■ WHAT TO WORK ON: The "duck's dark bill." line through the end of the listing below is what to set down, word for word, and nothing else.
+++
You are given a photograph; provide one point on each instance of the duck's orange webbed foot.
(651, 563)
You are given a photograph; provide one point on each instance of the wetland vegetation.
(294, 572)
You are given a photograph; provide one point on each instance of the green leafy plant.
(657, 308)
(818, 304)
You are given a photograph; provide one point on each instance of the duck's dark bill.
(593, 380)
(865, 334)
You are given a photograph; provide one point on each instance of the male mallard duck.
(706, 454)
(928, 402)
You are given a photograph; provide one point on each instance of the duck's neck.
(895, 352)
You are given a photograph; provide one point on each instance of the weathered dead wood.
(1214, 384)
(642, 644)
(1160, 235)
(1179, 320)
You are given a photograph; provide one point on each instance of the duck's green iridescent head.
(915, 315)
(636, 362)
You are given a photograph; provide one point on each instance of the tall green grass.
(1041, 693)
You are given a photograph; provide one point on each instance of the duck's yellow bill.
+++
■ REPLY TO THE TASK:
You are given a photograph; provide one point on each instance of the duck's dark bill.
(593, 380)
(865, 334)
You are given a photograph; provide one point on each instance of the male mallard duck.
(706, 454)
(928, 402)
You are given a photograph; provide one point on each instance of the duck's neck.
(895, 352)
You are given a photograph; provide one point on each instance of the weathered dead wood.
(1214, 384)
(642, 644)
(1160, 235)
(1179, 320)
You are given a photograph; provide one point on each instance of the duck's green iridescent head.
(915, 315)
(636, 362)
You are given a photograph; provide one point on each instance of the tall green grass.
(1041, 693)
You are given a photograph; provide one point on each instance of the duck's yellow bill.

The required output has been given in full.